PROBLEM STATEMENT: Copy every line of the records below that contains the string "item".

DATASET EXCERPTS:
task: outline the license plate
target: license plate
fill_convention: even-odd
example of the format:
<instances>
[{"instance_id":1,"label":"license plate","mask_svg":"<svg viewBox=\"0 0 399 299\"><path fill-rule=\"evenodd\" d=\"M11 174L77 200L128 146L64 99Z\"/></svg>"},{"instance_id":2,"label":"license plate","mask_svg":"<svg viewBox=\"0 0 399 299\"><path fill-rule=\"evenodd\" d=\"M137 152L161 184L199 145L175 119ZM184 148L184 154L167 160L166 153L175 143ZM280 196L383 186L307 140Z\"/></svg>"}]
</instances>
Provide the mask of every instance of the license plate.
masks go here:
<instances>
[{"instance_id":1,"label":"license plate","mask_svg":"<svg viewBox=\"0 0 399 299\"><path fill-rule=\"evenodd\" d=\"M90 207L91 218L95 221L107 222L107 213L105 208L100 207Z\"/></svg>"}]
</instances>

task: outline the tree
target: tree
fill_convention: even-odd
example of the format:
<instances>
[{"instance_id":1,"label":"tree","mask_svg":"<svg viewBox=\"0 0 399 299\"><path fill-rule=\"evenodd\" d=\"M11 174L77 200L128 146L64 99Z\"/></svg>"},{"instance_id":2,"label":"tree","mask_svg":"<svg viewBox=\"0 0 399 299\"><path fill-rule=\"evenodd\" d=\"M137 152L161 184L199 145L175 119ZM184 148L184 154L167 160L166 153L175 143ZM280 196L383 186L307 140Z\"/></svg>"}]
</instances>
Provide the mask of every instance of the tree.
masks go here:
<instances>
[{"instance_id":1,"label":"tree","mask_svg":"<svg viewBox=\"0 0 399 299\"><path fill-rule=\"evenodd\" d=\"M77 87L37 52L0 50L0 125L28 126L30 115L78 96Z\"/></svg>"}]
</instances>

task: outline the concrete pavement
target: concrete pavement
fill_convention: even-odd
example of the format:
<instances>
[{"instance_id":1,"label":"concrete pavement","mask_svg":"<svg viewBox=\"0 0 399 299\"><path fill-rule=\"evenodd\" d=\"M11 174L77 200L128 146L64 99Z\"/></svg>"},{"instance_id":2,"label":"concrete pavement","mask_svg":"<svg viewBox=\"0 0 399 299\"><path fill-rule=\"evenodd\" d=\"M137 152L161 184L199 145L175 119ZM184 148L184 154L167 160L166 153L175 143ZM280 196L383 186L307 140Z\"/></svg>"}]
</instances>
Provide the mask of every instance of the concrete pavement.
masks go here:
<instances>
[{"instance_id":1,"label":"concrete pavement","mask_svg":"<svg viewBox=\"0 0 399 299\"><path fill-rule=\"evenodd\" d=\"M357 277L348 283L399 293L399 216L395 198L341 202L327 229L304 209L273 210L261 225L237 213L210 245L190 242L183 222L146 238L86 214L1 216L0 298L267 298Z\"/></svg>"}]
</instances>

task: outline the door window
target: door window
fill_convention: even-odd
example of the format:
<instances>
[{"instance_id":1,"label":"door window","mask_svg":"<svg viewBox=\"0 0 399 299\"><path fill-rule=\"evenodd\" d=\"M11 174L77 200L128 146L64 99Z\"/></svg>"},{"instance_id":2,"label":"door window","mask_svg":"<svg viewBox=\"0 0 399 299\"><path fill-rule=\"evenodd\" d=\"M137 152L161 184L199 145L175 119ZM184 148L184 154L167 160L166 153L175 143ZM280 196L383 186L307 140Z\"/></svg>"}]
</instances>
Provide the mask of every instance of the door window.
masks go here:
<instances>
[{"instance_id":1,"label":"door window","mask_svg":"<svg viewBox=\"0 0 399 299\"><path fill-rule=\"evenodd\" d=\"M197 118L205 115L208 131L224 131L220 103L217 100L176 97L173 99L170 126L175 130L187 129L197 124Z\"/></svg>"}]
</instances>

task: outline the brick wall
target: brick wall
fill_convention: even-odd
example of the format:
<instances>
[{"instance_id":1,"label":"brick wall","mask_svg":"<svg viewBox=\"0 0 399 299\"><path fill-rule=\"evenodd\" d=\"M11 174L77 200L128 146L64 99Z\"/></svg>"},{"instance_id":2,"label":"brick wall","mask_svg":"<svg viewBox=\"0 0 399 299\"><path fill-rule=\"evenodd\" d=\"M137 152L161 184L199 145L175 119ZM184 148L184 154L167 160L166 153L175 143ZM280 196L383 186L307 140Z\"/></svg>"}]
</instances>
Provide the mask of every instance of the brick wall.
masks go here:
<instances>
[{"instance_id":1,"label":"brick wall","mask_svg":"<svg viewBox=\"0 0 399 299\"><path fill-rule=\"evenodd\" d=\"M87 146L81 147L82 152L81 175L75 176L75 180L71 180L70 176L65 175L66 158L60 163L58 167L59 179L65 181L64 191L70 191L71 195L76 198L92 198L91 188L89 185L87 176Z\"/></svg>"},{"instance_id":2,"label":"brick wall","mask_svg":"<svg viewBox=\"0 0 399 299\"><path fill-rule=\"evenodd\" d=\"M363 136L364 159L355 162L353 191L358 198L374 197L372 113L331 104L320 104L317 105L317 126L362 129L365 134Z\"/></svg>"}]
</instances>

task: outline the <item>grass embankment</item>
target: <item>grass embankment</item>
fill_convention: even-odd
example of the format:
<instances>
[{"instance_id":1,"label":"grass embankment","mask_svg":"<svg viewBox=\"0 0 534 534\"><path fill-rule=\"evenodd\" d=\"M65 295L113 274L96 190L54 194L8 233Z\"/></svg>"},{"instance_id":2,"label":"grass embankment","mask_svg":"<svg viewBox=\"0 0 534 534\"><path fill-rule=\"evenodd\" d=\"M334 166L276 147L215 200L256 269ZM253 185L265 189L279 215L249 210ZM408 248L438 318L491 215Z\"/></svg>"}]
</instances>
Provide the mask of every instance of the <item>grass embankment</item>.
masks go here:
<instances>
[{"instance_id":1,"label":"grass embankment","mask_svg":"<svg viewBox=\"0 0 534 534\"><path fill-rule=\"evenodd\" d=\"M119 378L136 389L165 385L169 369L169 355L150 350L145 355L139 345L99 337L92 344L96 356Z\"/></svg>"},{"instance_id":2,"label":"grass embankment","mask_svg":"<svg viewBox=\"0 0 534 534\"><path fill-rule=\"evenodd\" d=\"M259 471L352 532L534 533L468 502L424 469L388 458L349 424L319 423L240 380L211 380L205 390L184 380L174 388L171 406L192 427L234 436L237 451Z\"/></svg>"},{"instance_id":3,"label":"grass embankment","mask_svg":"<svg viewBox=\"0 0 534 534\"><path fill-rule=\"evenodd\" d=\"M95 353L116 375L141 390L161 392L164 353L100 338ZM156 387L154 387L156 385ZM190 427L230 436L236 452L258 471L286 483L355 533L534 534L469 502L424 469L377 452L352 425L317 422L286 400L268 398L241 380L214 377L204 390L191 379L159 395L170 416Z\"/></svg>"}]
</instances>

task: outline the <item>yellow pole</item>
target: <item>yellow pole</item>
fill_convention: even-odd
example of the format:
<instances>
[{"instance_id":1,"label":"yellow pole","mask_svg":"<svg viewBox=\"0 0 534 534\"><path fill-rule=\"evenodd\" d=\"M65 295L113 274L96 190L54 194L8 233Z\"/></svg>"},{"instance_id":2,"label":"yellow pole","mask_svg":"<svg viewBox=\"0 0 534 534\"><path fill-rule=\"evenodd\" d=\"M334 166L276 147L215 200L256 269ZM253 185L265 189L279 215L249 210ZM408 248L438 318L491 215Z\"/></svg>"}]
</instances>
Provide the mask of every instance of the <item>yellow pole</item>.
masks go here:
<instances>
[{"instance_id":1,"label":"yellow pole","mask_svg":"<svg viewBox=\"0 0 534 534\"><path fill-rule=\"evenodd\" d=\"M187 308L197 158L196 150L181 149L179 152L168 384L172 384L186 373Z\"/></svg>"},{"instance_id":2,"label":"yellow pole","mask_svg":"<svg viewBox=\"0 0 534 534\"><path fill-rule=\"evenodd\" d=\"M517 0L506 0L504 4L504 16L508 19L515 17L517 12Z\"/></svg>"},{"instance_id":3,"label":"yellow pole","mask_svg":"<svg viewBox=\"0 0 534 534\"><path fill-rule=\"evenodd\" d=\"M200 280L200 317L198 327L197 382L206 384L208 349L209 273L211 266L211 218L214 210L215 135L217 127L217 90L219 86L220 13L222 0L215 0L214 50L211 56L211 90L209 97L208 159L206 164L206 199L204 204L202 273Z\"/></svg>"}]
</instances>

* * *

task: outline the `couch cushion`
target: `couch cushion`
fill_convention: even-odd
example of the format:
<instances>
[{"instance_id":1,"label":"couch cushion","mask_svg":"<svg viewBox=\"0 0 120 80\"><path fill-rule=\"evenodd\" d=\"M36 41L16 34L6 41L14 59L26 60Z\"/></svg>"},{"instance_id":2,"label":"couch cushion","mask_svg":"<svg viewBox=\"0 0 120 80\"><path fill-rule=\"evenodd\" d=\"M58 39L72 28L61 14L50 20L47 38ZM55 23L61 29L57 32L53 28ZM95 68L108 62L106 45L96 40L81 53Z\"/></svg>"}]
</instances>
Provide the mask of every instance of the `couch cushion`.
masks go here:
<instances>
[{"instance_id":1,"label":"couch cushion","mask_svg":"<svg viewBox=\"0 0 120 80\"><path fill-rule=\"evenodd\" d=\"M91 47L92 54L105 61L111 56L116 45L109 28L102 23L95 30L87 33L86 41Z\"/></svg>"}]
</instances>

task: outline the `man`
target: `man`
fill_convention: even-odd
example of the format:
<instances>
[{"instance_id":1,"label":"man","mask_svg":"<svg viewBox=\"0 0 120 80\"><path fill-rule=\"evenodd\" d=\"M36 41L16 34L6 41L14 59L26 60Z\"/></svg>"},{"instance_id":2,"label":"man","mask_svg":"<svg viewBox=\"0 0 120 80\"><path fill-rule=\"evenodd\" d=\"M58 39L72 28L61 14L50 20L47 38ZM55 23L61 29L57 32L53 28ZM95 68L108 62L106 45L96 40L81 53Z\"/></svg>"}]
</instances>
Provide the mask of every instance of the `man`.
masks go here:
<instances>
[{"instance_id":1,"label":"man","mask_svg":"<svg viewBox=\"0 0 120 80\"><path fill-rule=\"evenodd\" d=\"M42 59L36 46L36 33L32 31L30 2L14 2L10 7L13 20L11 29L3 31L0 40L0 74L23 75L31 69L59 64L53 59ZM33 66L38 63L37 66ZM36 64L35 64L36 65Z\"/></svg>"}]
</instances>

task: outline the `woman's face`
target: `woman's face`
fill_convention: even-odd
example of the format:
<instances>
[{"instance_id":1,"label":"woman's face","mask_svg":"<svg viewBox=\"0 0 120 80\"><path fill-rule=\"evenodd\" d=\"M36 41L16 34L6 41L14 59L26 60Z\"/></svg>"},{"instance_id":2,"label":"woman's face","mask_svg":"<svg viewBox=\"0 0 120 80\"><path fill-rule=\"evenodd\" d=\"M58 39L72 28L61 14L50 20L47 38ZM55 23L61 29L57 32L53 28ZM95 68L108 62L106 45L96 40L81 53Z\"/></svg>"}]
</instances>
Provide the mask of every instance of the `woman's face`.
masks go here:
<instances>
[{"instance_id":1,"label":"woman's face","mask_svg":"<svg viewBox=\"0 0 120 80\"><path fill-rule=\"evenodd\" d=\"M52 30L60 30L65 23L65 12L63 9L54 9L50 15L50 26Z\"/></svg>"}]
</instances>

EXERCISE RESULT:
task: outline the <item>grass embankment</item>
target: <item>grass embankment</item>
Provide the mask of every instance of the <item>grass embankment</item>.
task: outline the <item>yellow pole</item>
target: <item>yellow pole</item>
Provide the mask of every instance of the <item>yellow pole</item>.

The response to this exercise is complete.